TASK DIRECTIONS: Lay out the listing below as a numbered list, omitting blank lines and leaving out the pictures.

— begin LISTED RECORDS —

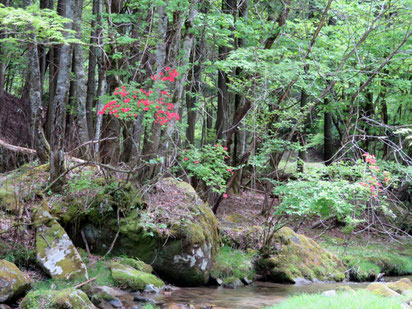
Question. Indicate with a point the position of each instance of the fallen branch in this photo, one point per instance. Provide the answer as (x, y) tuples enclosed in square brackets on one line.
[(16, 148), (86, 282)]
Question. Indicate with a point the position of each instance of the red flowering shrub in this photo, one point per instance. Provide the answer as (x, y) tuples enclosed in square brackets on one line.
[(372, 179), (208, 164), (155, 104)]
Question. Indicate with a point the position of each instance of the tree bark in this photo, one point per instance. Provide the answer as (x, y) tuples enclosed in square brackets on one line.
[(62, 88), (79, 81)]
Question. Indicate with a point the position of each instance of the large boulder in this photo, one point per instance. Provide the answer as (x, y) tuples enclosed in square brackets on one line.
[(381, 289), (129, 278), (181, 248), (13, 283), (62, 299), (403, 286), (19, 184), (55, 252), (298, 256)]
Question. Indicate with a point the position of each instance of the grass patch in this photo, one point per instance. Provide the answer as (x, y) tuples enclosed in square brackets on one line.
[(347, 300), (366, 260), (231, 262), (98, 270)]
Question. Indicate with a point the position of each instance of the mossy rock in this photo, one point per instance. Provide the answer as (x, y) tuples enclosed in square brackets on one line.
[(402, 286), (55, 252), (232, 283), (18, 185), (137, 264), (298, 256), (13, 283), (51, 299), (127, 277), (185, 257), (344, 288), (381, 289)]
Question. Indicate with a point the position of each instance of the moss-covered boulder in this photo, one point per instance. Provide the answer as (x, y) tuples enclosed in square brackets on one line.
[(232, 283), (136, 264), (127, 277), (180, 247), (344, 288), (51, 299), (55, 252), (298, 256), (19, 184), (13, 283), (381, 289), (402, 286)]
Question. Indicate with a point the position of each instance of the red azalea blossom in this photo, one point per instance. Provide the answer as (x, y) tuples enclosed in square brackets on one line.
[(132, 103)]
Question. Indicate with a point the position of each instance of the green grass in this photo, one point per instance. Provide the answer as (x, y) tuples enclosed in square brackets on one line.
[(233, 263), (366, 260), (347, 300), (98, 270), (290, 167)]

— end LISTED RECORDS —

TASK OUTPUT:
1. Question. Indicate with a point the position of each instance of the fallen branch in this photo, one point per instance. Provide the answer as (x, y) tuples enclosed in square brackets on one line.
2. [(16, 148), (86, 282)]
3. Question. Indicate with a point the position of each instance of the red flowering shrub in this photo, one point per instance. Provide the answer as (x, y) tuples enclosed in square brackets on one line.
4. [(372, 179), (208, 164), (155, 104)]
5. Question. Indicate with a point the position of each instance of the tree bark in this photo, one point per instance. Provide the answer as (x, y) tuples enclosed in square brackets on one line.
6. [(62, 88), (79, 81)]
7. Question. Indicate with a point the position of each instance of the large boulder in this photo, one point per instance. Provide the answer as (x, y) tuples enclosed in square brackets on one line.
8. [(381, 289), (129, 278), (181, 248), (13, 283), (62, 299), (403, 286), (19, 184), (55, 252), (298, 256)]
9. Question. Indicate with a point the position of each instance of the grass patch in this photo, one point per instance. Provide the answer as (x, y) tuples enclosed in square brackets on one line.
10. [(347, 300), (366, 260), (231, 262), (98, 270)]
11. Question. Indicate with a point the position of each instance of the mossy rock in this photo, one point per instance. Provide the answer as (x, y) tuples enclosed in square brackets on one line.
12. [(402, 286), (55, 252), (232, 283), (18, 185), (137, 264), (298, 256), (13, 283), (51, 299), (127, 277), (185, 257), (344, 288), (381, 289)]
13. Question. Indicate with a point the position of each instance of the moss-covered boulder in this photo, one point per instance. Provide the answer as (x, y) tuples enclosed in square brackets on one line.
14. [(232, 283), (136, 264), (127, 277), (180, 247), (344, 288), (51, 299), (55, 252), (298, 256), (19, 184), (13, 283), (381, 289), (402, 286)]
15. Question. Indicate with a point the position of each instance of the red azalea blossom in this photo, one point per instance. Provide the answer as (x, y) tuples enclosed in square brackets on one line.
16. [(132, 103)]
17. Question. Indicate with a point the position of each instance of the green grass in this photo, one point per instance. Provide the answer as (x, y) tuples enclosed in square brackets on one line.
18. [(233, 263), (366, 260), (347, 300), (98, 270), (290, 167)]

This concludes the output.